§ SOURCE RECORDS
==========

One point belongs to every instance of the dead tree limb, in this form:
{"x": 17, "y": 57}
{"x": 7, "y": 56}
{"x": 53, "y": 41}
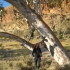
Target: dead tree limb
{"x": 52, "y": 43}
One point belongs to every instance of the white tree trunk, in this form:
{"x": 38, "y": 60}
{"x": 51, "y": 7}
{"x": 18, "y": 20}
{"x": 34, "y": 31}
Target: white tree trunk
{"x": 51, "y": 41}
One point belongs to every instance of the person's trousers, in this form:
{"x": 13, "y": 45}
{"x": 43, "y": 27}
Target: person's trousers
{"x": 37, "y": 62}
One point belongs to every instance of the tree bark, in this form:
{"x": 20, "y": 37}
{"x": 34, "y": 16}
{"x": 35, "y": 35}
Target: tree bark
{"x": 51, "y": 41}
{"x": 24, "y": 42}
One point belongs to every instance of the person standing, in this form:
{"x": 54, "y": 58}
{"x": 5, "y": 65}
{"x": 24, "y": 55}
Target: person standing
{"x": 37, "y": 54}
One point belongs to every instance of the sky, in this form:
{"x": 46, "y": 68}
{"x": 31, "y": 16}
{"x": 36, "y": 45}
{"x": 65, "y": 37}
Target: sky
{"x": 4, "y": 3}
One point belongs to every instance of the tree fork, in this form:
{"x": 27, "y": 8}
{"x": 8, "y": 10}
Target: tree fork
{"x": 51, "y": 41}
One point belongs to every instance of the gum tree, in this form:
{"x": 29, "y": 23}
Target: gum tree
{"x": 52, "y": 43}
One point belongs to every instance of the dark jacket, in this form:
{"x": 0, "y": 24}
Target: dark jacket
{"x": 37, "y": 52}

==========

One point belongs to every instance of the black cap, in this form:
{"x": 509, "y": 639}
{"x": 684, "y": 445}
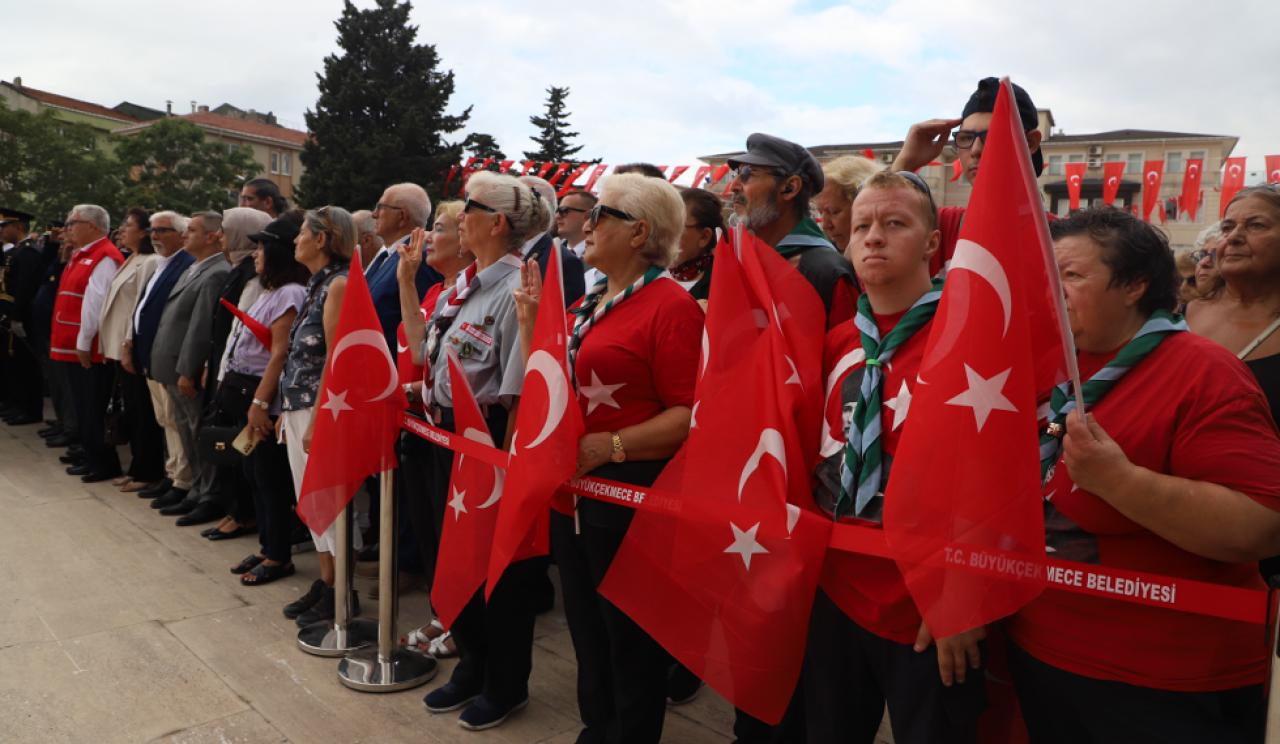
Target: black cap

==========

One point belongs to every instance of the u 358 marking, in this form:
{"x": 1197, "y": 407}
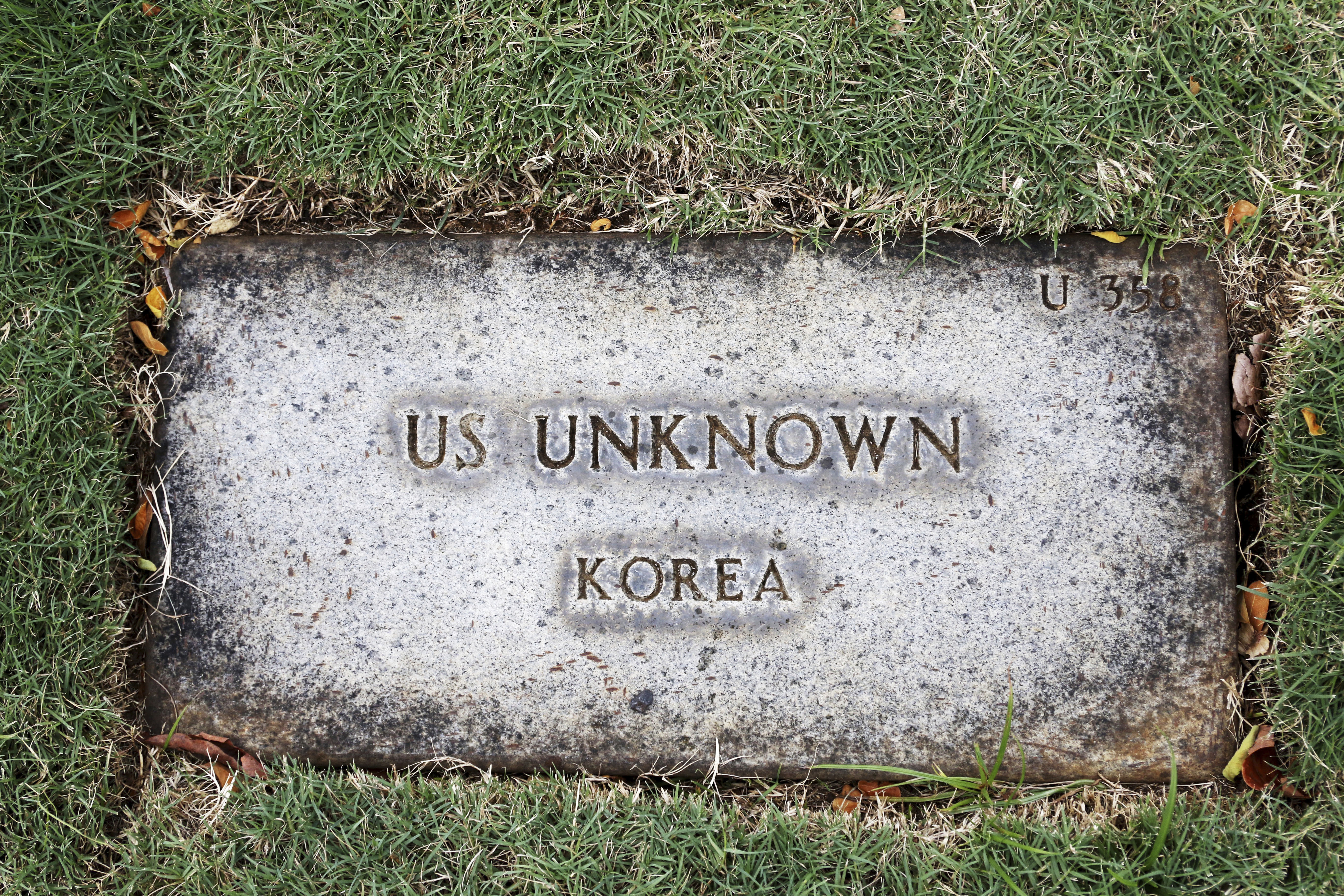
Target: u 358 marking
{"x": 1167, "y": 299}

==========

§ WHAT THE TASK REQUIRES
Find every line in the records that contains the string "standing", and copy each of those lines. Case counts.

§ WRITTEN SOLUTION
One point belongs to every instance of the person standing, in this form:
Target: person standing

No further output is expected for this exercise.